■ 原文 ■
#####

從文獻記載看,商代武丁時期歷經多次討伐戰爭,逐漸走向興盛。武丁重視農業,著名的刻辭卜骨“王大令眾人曰協田”,是武丁親自指示翻耕等具體勞作的反映。同時,青銅鑄造業、絲綢紡織業、陶瓷製造業等手工業和商業也更加專業化。

通過文治武功,武丁時期出現了“修政行德,天下鹹驩,殷道復興”(《史記·殷本紀》)的盛世景觀。對此,孟子稱讚:“由湯至於武丁,賢聖之君六七作,天下歸殷久矣,久則難變也。武丁朝諸侯有天下,猶運之掌也。”

更令人稱道的是,面積達3600萬平方米的殷商都城也同之前的夏都二里頭一樣,沒有高大城垣,是個不設防的特大型都市。這是在向全天下自信宣告,商王畿地區不會有戰爭。而此時甲骨文“或(國、國)”字,戈為兵器,口為土地,合在一起,便是用實力保護家園。再後來,“或”字加上框,意味著防禦性的城墻或長城。

不同於西方國家長期是分離的政治傳統,“殷道復興”盛世背景下,商代通過青銅器和甲骨文的祭祀來實現保家衛國,家國一體開始成為中國人的價值觀選擇。由此,家國情懷源源不斷匯入中華優秀傳統文化,形成“修身齊家治國平天下”的綱常倫理。

工藝精湛,堪稱中國青銅時代鑄造技藝的標桿

商王祖庚或祖甲為祭祀其母戊所制“後母戊”大鼎重器,實乃史上罕見。因為在塑造泥模、翻制陶范、合范灌注等製作環節中,存在一系列高難的技術問題。

所謂青銅,是指紅銅與錫或是與鉛、鎳等化學元素的合金。合金的出現,是金屬鑄造史上一次重大的突破。兩種或兩種以上的金屬經過高溫熔化在一起,就成為另一種性能不同的金屬。商代青銅器的熔點一般在700攝氏度至900攝氏度之間,比紅銅的熔點要低很多。但是含錫10%的青銅的硬度卻是紅銅的4.7倍。學者胡厚宣、胡振宇認為,正是由於青銅具備熔點低、硬度高、化學性能穩定等優點,才得以廣泛應用,受到青睞。

根據鑄痕觀察,“後母戊”青銅方鼎的鼎身與四足為整體鑄造,鼎身使用8塊陶范,每個鼎足各使用3塊陶范,器底及器內各使用4塊陶范。鼎耳是在鼎身鑄成之後再裝范澆鑄而成。而將這些複合范拼合為一個整體,則需要高度熟練的技巧。

鑄造“後母戊”青銅方鼎,還需要精密的計算與配合。此鼎所需金屬原料超過1000公斤,必須高效率地協同操作數個大型熔爐,保證有足夠的金屬液不斷流入范內。若有疏忽,將帶來嚴重的鑄造缺陷而導致報廢。火候高低與熔煉時間不一致,也會使錫在爐中的氧化程度不同,從而造成含錫量的差異。開爐釋放金屬液的時間不協調,也會影響鑄造品質。

#####

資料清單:

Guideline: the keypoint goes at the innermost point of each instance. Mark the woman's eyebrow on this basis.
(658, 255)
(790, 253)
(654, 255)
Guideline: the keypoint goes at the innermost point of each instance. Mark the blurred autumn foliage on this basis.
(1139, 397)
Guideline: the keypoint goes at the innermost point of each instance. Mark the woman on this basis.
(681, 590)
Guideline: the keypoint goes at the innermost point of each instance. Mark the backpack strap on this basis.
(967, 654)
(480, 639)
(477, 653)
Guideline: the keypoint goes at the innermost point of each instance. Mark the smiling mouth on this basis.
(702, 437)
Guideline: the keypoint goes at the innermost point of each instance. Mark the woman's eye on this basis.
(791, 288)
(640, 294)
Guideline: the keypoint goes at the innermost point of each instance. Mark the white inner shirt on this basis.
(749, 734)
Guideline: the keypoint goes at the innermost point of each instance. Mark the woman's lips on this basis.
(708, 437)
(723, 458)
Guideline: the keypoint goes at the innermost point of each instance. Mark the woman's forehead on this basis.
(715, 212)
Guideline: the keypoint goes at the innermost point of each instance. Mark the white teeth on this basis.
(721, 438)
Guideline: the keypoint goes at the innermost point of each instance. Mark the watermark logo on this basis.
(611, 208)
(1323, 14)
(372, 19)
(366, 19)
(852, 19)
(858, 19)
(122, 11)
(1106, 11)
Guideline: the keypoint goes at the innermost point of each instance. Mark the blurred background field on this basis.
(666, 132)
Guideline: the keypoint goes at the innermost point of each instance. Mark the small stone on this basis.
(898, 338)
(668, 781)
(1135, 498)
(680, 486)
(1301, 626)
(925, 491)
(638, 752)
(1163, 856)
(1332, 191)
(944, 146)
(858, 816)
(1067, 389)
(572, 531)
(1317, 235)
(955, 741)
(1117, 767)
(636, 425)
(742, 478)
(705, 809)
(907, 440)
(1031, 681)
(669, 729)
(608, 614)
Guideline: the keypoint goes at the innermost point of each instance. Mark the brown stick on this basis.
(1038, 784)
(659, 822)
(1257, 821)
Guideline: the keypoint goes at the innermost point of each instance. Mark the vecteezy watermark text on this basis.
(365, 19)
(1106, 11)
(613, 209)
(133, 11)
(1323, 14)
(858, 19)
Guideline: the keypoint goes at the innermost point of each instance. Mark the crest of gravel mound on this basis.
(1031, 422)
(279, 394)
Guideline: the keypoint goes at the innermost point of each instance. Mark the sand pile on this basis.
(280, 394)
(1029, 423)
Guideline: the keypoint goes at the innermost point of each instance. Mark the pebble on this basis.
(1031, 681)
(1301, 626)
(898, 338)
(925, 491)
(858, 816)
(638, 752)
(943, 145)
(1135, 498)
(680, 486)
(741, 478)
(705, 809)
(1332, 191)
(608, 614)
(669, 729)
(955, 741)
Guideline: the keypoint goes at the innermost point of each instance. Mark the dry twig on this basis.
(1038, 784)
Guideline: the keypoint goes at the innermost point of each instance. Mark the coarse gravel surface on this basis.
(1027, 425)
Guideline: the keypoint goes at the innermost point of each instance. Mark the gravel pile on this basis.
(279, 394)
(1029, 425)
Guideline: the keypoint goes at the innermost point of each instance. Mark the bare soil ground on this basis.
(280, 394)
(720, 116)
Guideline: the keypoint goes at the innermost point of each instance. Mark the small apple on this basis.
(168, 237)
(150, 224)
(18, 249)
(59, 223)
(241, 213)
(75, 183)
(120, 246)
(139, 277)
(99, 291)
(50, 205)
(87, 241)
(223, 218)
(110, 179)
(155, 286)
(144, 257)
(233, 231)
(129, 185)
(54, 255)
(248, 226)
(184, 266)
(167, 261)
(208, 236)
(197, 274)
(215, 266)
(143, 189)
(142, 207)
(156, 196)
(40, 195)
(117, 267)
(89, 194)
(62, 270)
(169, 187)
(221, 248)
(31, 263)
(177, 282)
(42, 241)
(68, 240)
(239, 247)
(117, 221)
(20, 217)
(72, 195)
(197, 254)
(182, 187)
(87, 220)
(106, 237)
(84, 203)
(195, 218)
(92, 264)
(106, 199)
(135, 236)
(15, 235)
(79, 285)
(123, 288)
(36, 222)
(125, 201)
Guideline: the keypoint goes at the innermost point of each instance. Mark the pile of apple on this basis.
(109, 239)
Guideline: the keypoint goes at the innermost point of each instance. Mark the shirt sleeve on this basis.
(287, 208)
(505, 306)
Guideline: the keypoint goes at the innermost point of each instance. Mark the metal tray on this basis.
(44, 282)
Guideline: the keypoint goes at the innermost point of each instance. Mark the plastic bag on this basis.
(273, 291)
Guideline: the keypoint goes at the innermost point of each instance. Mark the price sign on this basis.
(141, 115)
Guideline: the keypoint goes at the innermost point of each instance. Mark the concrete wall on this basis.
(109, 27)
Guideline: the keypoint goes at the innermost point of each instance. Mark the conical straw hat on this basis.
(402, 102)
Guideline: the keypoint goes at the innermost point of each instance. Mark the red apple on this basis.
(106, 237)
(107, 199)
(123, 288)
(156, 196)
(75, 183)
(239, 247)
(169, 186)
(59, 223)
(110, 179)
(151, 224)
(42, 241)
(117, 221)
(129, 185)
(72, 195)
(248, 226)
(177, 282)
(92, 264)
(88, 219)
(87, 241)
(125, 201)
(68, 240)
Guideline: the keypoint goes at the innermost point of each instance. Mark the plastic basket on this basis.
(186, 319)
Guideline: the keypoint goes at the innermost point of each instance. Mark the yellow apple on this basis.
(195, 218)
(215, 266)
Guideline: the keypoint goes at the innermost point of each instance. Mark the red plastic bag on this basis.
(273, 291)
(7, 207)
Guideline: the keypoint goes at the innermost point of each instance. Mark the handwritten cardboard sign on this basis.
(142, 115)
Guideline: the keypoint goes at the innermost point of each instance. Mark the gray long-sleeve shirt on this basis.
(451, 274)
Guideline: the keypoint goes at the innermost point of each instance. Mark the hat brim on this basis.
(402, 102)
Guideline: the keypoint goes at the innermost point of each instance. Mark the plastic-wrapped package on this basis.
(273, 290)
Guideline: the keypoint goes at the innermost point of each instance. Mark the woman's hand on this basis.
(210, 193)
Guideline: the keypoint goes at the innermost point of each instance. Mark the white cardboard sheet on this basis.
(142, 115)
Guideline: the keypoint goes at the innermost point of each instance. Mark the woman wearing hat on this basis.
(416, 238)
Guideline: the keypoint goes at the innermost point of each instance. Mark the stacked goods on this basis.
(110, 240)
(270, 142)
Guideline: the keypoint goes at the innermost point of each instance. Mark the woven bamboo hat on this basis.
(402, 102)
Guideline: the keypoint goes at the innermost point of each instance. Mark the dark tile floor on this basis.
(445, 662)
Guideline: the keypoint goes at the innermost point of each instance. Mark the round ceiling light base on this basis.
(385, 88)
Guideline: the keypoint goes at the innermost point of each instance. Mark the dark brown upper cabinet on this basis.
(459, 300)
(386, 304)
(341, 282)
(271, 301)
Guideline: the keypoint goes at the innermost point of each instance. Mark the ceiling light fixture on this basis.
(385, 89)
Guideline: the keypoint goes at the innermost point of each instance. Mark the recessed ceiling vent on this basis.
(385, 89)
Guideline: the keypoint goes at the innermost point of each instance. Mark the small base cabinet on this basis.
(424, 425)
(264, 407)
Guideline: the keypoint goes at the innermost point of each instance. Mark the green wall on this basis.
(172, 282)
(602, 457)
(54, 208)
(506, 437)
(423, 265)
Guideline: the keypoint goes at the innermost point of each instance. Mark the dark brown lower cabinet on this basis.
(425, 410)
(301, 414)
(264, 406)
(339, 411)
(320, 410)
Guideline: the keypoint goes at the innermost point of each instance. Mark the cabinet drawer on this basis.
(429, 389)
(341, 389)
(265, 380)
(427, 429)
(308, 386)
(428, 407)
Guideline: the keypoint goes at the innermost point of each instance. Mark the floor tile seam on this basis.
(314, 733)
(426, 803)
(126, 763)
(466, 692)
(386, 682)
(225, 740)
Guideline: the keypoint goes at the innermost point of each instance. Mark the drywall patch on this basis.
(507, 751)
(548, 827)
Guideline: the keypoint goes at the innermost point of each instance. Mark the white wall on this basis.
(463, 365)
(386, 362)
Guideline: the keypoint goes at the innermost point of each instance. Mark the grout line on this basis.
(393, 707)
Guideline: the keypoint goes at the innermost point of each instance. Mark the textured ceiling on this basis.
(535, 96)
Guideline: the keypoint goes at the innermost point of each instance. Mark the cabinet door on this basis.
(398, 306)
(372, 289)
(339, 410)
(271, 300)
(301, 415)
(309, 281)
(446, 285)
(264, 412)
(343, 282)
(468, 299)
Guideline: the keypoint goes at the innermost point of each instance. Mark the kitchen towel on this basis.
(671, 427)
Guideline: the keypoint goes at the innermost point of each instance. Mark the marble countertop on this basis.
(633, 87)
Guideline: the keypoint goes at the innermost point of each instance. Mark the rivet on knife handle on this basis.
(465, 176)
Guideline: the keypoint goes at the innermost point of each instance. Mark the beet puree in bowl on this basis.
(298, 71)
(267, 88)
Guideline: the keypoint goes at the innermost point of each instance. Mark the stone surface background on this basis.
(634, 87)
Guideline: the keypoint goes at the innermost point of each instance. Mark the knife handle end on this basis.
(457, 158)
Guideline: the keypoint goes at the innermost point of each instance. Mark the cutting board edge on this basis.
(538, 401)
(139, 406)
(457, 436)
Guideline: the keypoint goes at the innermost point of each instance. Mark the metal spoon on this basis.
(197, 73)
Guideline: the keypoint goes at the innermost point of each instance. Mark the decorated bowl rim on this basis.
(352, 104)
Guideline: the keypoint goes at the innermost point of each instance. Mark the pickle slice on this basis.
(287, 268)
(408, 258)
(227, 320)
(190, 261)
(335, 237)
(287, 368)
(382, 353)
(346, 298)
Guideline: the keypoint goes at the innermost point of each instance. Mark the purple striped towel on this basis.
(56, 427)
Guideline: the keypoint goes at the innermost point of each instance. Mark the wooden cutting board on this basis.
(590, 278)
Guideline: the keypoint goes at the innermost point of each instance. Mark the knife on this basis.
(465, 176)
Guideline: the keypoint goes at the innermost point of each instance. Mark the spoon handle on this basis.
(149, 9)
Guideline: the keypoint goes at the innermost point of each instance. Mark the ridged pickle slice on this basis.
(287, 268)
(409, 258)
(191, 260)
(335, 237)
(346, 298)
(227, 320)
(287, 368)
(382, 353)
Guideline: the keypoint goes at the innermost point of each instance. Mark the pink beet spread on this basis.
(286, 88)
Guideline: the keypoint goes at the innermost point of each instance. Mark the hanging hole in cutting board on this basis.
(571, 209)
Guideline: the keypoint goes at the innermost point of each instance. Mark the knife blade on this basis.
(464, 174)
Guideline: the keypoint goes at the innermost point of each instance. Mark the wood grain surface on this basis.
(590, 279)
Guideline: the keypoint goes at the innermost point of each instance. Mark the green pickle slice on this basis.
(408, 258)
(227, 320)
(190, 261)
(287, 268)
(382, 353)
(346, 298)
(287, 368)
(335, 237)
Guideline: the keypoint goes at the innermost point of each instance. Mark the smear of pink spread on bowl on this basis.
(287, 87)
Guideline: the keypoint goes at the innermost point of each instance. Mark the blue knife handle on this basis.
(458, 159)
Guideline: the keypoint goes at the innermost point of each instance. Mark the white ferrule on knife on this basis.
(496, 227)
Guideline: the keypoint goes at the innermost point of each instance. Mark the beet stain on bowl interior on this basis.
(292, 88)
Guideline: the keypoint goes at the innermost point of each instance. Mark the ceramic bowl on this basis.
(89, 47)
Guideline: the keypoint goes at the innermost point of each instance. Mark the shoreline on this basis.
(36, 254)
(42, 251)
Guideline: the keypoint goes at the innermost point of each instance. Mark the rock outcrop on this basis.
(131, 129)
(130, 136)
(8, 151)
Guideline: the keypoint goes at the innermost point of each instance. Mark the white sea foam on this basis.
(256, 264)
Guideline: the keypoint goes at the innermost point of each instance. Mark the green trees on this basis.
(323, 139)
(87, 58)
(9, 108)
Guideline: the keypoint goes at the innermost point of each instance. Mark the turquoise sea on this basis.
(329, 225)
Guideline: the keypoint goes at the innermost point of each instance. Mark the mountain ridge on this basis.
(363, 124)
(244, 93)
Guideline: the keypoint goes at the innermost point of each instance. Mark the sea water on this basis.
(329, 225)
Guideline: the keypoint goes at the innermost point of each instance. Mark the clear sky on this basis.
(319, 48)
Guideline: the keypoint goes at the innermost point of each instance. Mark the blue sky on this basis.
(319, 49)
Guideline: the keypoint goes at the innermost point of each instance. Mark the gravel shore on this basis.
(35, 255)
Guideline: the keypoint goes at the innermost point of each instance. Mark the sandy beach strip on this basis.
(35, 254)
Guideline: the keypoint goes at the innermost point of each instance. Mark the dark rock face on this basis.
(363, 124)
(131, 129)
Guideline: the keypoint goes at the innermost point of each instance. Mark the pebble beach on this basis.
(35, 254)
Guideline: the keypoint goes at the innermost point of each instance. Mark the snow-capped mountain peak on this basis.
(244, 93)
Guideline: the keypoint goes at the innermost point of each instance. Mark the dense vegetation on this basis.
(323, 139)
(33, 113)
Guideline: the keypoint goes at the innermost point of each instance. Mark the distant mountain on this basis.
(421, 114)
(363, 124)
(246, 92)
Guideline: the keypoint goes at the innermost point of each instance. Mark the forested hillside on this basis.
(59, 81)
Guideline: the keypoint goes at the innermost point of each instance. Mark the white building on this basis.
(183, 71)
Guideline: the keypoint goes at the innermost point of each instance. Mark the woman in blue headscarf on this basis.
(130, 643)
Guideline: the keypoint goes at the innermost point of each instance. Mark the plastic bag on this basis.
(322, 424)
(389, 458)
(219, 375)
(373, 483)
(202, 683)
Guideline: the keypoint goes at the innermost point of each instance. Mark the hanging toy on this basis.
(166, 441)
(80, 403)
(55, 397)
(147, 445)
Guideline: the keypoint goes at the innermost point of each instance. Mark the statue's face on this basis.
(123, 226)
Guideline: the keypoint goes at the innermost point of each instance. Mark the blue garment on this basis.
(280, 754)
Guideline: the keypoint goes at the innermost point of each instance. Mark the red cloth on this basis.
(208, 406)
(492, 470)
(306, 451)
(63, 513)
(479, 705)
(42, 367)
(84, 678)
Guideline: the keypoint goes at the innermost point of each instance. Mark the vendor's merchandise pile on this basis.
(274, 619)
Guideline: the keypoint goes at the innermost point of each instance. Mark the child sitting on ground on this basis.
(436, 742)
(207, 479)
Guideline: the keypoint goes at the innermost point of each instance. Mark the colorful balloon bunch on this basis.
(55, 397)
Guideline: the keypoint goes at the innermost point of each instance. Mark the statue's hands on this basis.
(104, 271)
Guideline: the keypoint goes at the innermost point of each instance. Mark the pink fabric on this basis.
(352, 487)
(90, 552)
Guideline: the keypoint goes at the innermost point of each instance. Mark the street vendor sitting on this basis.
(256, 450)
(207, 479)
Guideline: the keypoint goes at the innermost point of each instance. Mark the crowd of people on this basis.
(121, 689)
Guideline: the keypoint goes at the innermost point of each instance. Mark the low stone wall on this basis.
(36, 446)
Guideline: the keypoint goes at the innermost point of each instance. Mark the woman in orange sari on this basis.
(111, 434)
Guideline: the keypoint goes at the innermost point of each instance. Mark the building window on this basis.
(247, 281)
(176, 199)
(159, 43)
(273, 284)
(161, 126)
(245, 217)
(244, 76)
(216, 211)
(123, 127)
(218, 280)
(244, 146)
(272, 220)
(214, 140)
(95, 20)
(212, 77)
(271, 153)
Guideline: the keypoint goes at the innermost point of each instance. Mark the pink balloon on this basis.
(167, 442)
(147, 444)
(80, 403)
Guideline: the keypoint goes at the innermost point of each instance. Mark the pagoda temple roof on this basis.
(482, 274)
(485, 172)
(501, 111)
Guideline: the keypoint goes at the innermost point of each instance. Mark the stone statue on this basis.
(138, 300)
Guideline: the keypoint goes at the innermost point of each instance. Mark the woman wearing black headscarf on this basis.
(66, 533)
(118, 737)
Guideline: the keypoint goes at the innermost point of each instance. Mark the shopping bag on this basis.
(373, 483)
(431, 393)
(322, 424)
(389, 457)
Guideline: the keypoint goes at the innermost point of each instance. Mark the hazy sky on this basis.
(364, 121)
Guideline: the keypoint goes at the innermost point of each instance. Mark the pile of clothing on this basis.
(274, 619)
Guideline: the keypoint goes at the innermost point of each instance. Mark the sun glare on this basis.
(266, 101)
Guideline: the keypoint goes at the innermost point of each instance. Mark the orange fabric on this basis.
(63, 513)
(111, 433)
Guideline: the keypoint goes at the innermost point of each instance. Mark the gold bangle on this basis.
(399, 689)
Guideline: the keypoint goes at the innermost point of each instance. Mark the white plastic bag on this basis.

#####

■ 任務目標 ■
請重寫原文中從“通過文治武功,武丁時期出現了”到“等製作環節中,存在一系列高難的技術問題。”的段落,並將其中的“盛世”替換成“治世”。

■ 練習解答 ■
通過文治武功,武丁時期出現了“修政行德,天下鹹驩,殷道復興”(《史記·殷本紀》)的治世景觀。對此,孟子稱讚:“由湯至於武丁,賢聖之君六七作,天下歸殷久矣,久則難變也。武丁朝諸侯有天下,猶運之掌也。”

更令人稱道的是,面積達3600萬平方米的殷商都城也同之前的夏都二里頭一樣,沒有高大城垣,是個不設防的特大型都市。這是在向全天下自信宣告,商王畿地區不會有戰爭。而此時甲骨文“或(國、國)”字,戈為兵器,口為土地,合在一起,便是用實力保護家園。再後來,“或”字加上框,意味著防禦性的城墻或長城。

不同於西方國家長期是分離的政治傳統,“殷道復興”治世背景下,商代通過青銅器和甲骨文的祭祀來實現保家衛國,家國一體開始成為中國人的價值觀選擇。由此,家國情懷源源不斷匯入中華優秀傳統文化,形成“修身齊家治國平天下”的綱常倫理。

工藝精湛,堪稱中國青銅時代鑄造技藝的標桿

商王祖庚或祖甲為祭祀其母戊所制“後母戊”大鼎重器,實乃史上罕見。因為在塑造泥模、翻制陶范、合范灌注等製作環節中,存在一系列高難的技術問題。